_Instruction A_. In the SDL qualifier text below, why would the output contain no __member_alignment pragmas when /C_DEVELOPMENT is specified but /ALPHA_AXP is not?

_Document text_.
##############################
C defines a macro with all lowercase characters to equal the same name in all uppercase characters for every entry node if either /C_DEVELOPMENT or /VMS_DEVELOPMENT is specified.

C creates function prototypes if either /C_DEVELOPMENT or /VMS_DEVELOPMENT is specified (although the ones generated with /VMS_DEVELOPMENT only contain __unknown_ params).

C generates most definitions twice if /C_DEVELOPMENT is specified, separated with #ifdef __NEW_STARLET" ... "else" ... "endif". The __NEW_STARLET definitions contain complete function prototypes, the OLD definitions only __unknown_params. Also the definitions of structs and unions are different.

The __member_alignment pragmas are only generated if both /ALPHA_AXP and /C_ DEVELOPMENT are specified.

C generates if !defined(__VAXC) for special cases if /C_DEVELOPMENT or /VMS_DEVELOPMENT is specified, otherwise ifdef __cplusplus is generated.

C generates #ifndef __<module-name>_LOADED ... if /C_DEVELOPMENT or /VMS_DEVELOPMENT is specified.

C generates __required_pointer_size pragmas if either /VMS_DEVELOPMENT or both /C_DEVELOPMENT and /ALPHA_AXP are specified.

Together with the /ALPHA_AXP qualifier and the /VMS_DEVELOPMENT qualifier this qualifier influences the definition of certain data types and the generation of certain pragmas, e.g. the data type QUADWORD is defined as __int64 if /ALPHA_AXP is specified and /VMS_DEVELOPMENT and not /C_DEVELOPMENT, and as int [2] otherwise, and the HARDWARE_ADDRESS and POINTER_HW data types are defined as __int64 if /ALPHA_ AXP and neither /C_DEVELOPMENT nor /VMS_DEVELOPMENT are specified and as int[2] if /ALPHA_AXP is not specified, and are not defined if /ALPHA_AXP and one of the qualifiers /C_DEVELOPMENT or /VMS_DEVELOPMENT is specified.

/[NO]DUMP [=file-spec]

Controls whether the VSI SDL intermediate code is displayed on your screen. If you specify the /DUMP qualifier with a file specification, the output is sent to the specified file. The default is /NODUMP.

/[NO]GLOBAL_DEFINITION

Controls whether an item or aggregate declared with the GLOBAL option generates a declaration indicating that the value of the global data item is defined in this module. In some languages, this qualifier has no effect; see the individual language translation summaries in Appendix B, "VSI SDL Language Translation Summaries" and online examples of language output files as a result of processing the VSI SDL source file EXAMPLE.SDL in SDL$EXAMPLES.
##############################
_Instruction B_. Render every line of the region labeling entries below as a numbered list, leaving out any blank lines.

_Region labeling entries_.
##############################
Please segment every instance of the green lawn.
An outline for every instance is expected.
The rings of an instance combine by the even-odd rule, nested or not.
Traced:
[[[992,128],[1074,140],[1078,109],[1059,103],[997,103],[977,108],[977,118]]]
##############################
_Task solution A_. Those pragmas are generated only when both /ALPHA_AXP and /C_DEVELOPMENT are specified. Using /C_DEVELOPMENT alone does not meet that condition, so the pragmas are not generated.

_Task solution B_.
1. Please segment every instance of the green lawn.
2. An outline for every instance is expected.
3. The rings of an instance combine by the even-odd rule, nested or not.
4. Traced:
5. [[[992,128],[1074,140],[1078,109],[1059,103],[997,103],[977,108],[977,118]]]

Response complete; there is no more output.